EXERCISES -
A – Rewrite the part of the salt mine text that opens with the words "In 1829, the" and closes with "in the mine.", swapping "farmers" for "miners".
B – Answer these questions from the salt mine text:
(i) For how many years has the mine been worked?
(ii) In what year was the Obersteinberg tunnel opened?
(iii) Under the 1829 treaty, how many Bavarian farmers may work in the mine?
C – Carry the Hallein Salt Mine text further from its last sentence.

TEXT -
---*---

The Hallein Salt Mine, also known as Salzbergwerk Dürrnberg, is an underground salt mine located in the Dürrnberg plateau above Hallein, Austria. The mine has been worked for over 2600 years since the time of the Celtic tribes and earlier. It helped ensure nearby Salzburg would become a powerful trading community. Since World War I, it has served as a mining museum, known for its long wooden slides between levels.

==Description==
There are several named tunnels in the mine, including the Obersteinberg opened in 1450, the Untersteinberg, the Jackobberg, the Rupertsberg, the Wolf Deitrich tunnel and the Dr. Nusko tunnels. They descend all of the way to Hallein.

Early mining was done by hand and extracted salt rock crystals as a solid. To improve efficiency, fresh water would be pumped into a cavern. After several weeks of absorbing salt from the walls, the water was pumped out to a processing plant in Hallein.

In 1829, the Bavarian–Austrian Salt Treaty was created, as the mine actually crosses under the border into Bavaria. The treaty stipulates that up to ninety Bavarian farmers are allowed to work in the mine.

---*---

Saved entries -
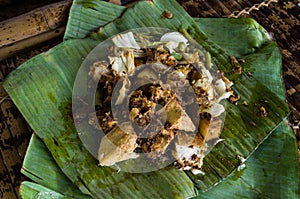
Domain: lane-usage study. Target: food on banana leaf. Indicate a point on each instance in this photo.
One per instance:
(172, 96)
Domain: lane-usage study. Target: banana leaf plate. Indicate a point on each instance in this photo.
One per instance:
(256, 159)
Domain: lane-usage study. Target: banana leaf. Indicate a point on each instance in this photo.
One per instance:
(46, 116)
(40, 166)
(33, 190)
(272, 165)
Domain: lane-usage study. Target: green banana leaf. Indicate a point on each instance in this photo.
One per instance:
(40, 166)
(33, 190)
(60, 138)
(263, 176)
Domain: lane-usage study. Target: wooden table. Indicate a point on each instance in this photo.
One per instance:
(20, 42)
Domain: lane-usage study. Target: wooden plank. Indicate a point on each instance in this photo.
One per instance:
(35, 27)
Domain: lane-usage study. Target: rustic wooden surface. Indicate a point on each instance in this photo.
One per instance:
(280, 18)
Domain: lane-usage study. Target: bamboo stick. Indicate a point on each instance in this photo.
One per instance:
(31, 28)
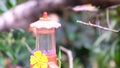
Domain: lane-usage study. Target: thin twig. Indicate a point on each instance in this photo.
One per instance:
(69, 53)
(114, 6)
(108, 18)
(29, 49)
(90, 24)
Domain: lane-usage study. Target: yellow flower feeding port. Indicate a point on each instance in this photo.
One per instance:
(38, 60)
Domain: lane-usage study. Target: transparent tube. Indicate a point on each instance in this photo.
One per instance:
(45, 43)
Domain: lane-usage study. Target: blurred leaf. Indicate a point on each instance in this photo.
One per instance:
(12, 2)
(2, 62)
(59, 58)
(3, 7)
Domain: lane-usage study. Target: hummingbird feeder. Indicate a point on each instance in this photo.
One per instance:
(44, 30)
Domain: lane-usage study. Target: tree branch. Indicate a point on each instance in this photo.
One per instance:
(70, 57)
(93, 25)
(22, 15)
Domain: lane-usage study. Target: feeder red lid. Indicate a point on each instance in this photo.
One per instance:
(45, 22)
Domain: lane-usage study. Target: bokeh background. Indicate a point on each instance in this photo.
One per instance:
(91, 47)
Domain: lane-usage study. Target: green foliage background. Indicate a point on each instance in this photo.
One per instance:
(90, 48)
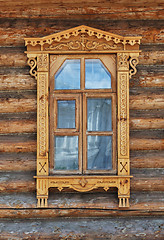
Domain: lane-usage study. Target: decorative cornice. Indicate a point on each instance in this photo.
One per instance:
(52, 41)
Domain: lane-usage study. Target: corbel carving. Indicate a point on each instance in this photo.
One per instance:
(133, 63)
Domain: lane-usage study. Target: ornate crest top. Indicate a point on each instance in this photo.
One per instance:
(83, 39)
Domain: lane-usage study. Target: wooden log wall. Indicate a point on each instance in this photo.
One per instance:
(19, 216)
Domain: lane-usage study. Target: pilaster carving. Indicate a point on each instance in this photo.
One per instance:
(42, 113)
(133, 63)
(42, 62)
(33, 64)
(42, 192)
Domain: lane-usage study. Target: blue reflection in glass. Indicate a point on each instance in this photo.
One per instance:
(66, 114)
(68, 76)
(96, 75)
(66, 153)
(99, 152)
(99, 114)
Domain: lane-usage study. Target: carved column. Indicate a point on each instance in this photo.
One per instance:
(123, 127)
(42, 128)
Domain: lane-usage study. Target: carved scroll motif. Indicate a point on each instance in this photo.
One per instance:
(133, 63)
(83, 30)
(81, 45)
(32, 63)
(123, 62)
(42, 114)
(42, 62)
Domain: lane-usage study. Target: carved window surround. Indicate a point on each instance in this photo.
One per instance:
(87, 40)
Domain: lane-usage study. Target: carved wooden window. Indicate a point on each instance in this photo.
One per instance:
(71, 136)
(83, 114)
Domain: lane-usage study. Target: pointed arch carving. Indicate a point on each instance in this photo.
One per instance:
(83, 39)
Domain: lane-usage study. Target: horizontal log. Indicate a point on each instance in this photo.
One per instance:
(29, 126)
(88, 228)
(142, 101)
(145, 113)
(147, 79)
(146, 123)
(19, 78)
(19, 59)
(13, 105)
(80, 228)
(18, 162)
(11, 146)
(27, 161)
(147, 159)
(155, 57)
(99, 200)
(18, 126)
(151, 30)
(29, 145)
(146, 144)
(146, 102)
(20, 184)
(70, 213)
(15, 82)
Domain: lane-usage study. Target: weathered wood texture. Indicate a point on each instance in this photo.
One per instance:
(88, 228)
(18, 124)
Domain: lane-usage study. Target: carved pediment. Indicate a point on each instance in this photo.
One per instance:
(82, 38)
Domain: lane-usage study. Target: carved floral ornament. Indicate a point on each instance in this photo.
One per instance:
(86, 40)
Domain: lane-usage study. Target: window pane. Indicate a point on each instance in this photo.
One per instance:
(99, 152)
(99, 114)
(68, 76)
(66, 153)
(66, 114)
(96, 75)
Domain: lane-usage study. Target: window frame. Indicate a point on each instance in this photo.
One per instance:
(83, 40)
(110, 60)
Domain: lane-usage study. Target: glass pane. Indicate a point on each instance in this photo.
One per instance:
(68, 76)
(66, 153)
(99, 152)
(96, 75)
(66, 114)
(99, 114)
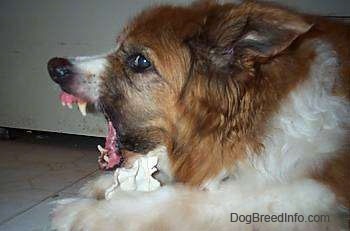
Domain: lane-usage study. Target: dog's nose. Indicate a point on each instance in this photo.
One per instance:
(60, 69)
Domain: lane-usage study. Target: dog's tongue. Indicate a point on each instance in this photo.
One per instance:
(110, 156)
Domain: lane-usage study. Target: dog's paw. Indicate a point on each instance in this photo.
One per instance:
(96, 188)
(70, 214)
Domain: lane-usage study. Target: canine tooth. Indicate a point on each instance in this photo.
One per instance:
(101, 150)
(82, 108)
(105, 157)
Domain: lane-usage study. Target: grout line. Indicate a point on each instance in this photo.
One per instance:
(47, 197)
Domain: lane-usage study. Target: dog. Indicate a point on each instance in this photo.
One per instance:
(250, 102)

---*---

WRITTEN RESPONSES -
A –
In 1829, the Bavarian–Austrian Salt Treaty was created, as the mine actually crosses under the border into Bavaria. The treaty stipulates that up to ninety Bavarian miners are allowed to work in the mine.

B –
(i) Over 2600 years.
(ii) 1450.
(iii) Up to ninety.

C –
==Scientific research==
There has been scientific research which used ancient human feces found in the older tunnels to determine how resources were shared between cultures.

==Visiting==
There is a 90-minute guided Salzwelten-tour which covers 1 kilometer. Visitors put on white coveralls to protect their clothes inside the mine. There is a 400 m electric train ride into the mine which leads to two sets of 42 m wooden slides. Visitors straddle two wooden rails and slide quickly down to the lower level of the mine. There is a boat trip across an underground lake before exiting the mine.

In 1969, there were 150,000 visitors to the mine. At that time, the tour covered 2.5 mi and went down seven wooden slides.